DIRECTIONS FOR THIS TASK:
Copy the listing below line for line without changing anything, and omit the pictures from your copy.

(Object detection data)
━━━━

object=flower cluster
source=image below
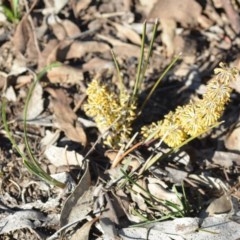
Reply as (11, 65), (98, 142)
(142, 63), (238, 147)
(84, 80), (136, 148)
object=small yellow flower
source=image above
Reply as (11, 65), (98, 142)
(142, 63), (238, 147)
(84, 80), (136, 147)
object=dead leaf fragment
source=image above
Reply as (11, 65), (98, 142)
(71, 0), (92, 18)
(111, 22), (141, 45)
(44, 145), (84, 167)
(224, 127), (240, 152)
(206, 194), (232, 216)
(27, 83), (44, 120)
(12, 15), (39, 64)
(47, 64), (83, 84)
(47, 88), (87, 146)
(71, 218), (98, 240)
(60, 163), (93, 226)
(66, 41), (110, 59)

━━━━

RESPONSE TO THE EXERCISE:
object=flower cluster
source=image below
Reply as (11, 65), (98, 142)
(142, 63), (238, 147)
(84, 80), (136, 148)
object=small yellow flower
source=image above
Reply as (11, 65), (98, 142)
(142, 63), (238, 147)
(84, 80), (136, 147)
object=dead leaf fragment
source=image above
Reply as (11, 65), (98, 142)
(71, 0), (92, 18)
(111, 22), (141, 45)
(44, 145), (84, 167)
(224, 127), (240, 152)
(206, 194), (232, 216)
(27, 83), (44, 120)
(12, 15), (39, 64)
(47, 64), (83, 84)
(47, 88), (87, 146)
(71, 218), (98, 240)
(60, 163), (93, 226)
(66, 41), (110, 59)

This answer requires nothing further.